GIVEN TASK: In the court opinion, rewrite the passage starting with "Plaintiffs, who are" and going on through "servants and employees.", with "compensation" in place of "damages".

DOCUMENT EXTRACT:

-- begin --

Habishaw v. Standard Quicksilver Co.
Before: Henshaw
Synopsis
The facts are stated in the opinion of the court.
[431]
HENSHAW, J.
Plaintiffs, who are the surviving wife and children of Thomas Habishaw, deceased, sued the defendant to recover damages for the death of Thomas Habishaw, the husband and father, alleging that he was killed in defendant’s mine through the negligence of the defendant and its servants and employees.
The negligence pleaded consisted of the failure by the defendant to provide a flooring or lagging over Habishaw’s head, so as to prevent rock or other material which might become loosened in the operations of the mine from falling upon him. For the want of such flooring or lagging a rock of large size fell a distance of about twelve feet, and in its fall struck Habishaw and caused his death. The verdict of the jury was for plaintiff, and from the judgment which followed and from the order denying its motion for a new trial defendant appeals.

-- end --

ENTRIES PROVIDED:
-- begin --

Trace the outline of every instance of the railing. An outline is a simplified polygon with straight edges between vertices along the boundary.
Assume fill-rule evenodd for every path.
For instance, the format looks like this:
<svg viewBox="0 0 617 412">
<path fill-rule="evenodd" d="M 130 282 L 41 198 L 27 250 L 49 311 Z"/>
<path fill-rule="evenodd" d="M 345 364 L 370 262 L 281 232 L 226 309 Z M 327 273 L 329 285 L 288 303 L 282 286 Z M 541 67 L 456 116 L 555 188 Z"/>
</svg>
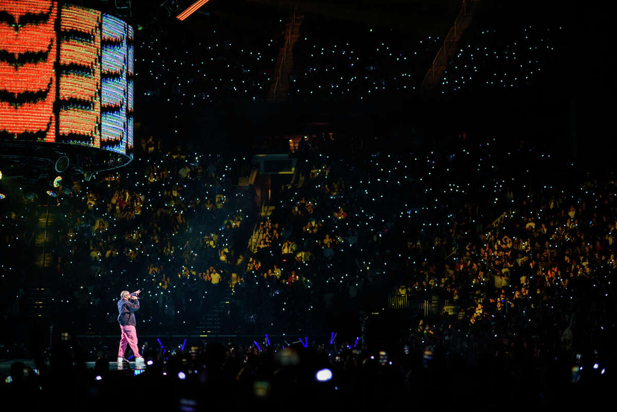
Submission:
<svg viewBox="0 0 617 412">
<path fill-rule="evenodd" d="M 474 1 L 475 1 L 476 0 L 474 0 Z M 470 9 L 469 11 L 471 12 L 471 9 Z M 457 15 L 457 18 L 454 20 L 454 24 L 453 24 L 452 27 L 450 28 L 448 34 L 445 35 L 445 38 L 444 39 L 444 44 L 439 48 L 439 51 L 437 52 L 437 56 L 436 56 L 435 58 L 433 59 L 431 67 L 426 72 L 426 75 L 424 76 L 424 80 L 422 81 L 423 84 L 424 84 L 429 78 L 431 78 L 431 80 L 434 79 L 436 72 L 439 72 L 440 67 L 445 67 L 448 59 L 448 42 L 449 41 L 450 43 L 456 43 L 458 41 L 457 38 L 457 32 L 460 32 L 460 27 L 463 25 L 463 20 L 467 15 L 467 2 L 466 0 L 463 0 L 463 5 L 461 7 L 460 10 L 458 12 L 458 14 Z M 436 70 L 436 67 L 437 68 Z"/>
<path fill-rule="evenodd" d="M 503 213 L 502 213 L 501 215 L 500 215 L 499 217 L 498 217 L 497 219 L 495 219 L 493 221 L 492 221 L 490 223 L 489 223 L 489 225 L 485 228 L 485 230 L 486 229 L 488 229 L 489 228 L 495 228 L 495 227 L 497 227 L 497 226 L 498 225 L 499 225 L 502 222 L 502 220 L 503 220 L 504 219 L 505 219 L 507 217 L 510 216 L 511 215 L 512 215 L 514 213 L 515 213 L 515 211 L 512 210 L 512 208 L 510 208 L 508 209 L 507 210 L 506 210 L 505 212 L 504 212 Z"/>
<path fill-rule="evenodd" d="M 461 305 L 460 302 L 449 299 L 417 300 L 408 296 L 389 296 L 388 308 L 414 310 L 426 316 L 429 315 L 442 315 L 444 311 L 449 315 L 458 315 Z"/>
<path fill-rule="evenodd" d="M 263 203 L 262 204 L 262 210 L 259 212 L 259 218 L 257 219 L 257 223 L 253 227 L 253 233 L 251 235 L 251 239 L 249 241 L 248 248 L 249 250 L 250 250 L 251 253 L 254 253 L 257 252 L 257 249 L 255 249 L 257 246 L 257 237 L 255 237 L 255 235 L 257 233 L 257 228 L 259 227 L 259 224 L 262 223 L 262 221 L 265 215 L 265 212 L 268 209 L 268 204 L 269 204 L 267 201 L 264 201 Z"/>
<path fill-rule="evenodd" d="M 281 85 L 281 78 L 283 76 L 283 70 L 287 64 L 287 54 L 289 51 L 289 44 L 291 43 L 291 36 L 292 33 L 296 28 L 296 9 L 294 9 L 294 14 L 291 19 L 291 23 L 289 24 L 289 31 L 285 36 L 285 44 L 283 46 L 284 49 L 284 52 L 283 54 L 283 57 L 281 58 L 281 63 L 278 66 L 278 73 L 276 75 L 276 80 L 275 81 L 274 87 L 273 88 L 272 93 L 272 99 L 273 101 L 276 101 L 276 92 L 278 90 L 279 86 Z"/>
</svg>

-- end --
-- begin --

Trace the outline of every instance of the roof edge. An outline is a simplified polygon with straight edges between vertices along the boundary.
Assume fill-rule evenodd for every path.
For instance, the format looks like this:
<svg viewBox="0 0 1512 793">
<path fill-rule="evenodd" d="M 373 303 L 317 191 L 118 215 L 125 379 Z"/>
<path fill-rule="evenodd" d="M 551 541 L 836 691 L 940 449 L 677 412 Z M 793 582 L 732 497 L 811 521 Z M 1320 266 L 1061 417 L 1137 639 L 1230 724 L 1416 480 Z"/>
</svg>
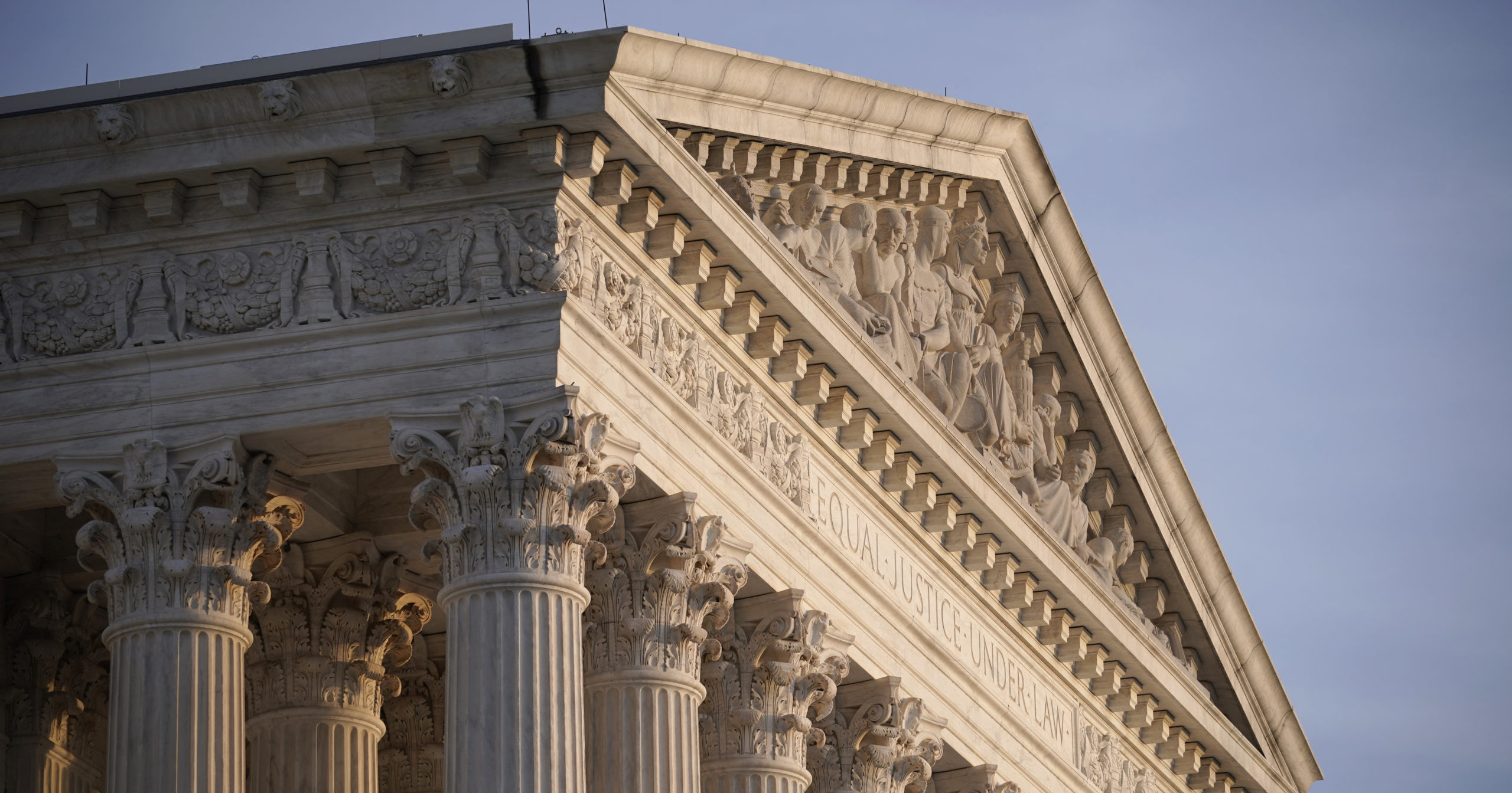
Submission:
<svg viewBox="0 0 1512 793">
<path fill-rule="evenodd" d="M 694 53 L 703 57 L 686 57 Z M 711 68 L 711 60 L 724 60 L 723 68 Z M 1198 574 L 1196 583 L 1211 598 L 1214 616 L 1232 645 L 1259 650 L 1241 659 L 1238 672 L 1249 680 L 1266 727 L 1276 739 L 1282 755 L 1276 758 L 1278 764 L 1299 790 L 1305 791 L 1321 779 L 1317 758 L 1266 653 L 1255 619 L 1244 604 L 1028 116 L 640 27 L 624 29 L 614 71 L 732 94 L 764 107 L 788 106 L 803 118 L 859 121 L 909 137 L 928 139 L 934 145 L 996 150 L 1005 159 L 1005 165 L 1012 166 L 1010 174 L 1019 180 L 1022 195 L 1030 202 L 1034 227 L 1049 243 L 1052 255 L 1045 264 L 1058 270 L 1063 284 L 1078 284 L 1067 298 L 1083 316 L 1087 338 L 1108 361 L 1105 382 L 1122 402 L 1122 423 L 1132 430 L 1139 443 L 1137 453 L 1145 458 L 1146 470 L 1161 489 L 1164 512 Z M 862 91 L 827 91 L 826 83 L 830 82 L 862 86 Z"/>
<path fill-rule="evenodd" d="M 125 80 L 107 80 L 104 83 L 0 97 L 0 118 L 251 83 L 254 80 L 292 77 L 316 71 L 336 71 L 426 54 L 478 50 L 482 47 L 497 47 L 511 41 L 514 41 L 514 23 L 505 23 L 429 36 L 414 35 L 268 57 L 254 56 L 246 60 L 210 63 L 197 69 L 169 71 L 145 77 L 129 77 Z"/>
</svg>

-- end --

REPLY TO THE EXERCISE:
Plaintiffs, who are the surviving wife and children of Thomas Habishaw, deceased, sued the defendant to recover compensation for the death of Thomas Habishaw, the husband and father, alleging that he was killed in defendant’s mine through the negligence of the defendant and its servants and employees.